● **What to produce**
Rewrite each line of the material below as a Markdown table with the columns Row and Line. Number the rows in order and skip any blank lines.

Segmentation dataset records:
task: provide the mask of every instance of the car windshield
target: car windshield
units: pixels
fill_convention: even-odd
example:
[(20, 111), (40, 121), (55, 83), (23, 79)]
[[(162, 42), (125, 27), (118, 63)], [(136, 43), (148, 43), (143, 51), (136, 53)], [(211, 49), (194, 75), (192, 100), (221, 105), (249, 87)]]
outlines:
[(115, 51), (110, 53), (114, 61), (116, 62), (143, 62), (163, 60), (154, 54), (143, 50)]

● **Right answer**
| Row | Line |
|---|---|
| 1 | task: provide the mask of every instance of the car windshield |
| 2 | target: car windshield |
| 3 | units: pixels |
| 4 | fill_convention: even-odd |
| 5 | example: |
| 6 | [(20, 111), (40, 121), (55, 83), (23, 79)] |
| 7 | [[(162, 42), (125, 27), (118, 63)], [(136, 43), (148, 43), (143, 51), (136, 53)], [(211, 49), (194, 75), (192, 100), (221, 105), (249, 87)]] |
| 8 | outlines: |
| 9 | [(115, 51), (110, 53), (114, 61), (116, 62), (143, 62), (163, 60), (154, 54), (143, 50)] |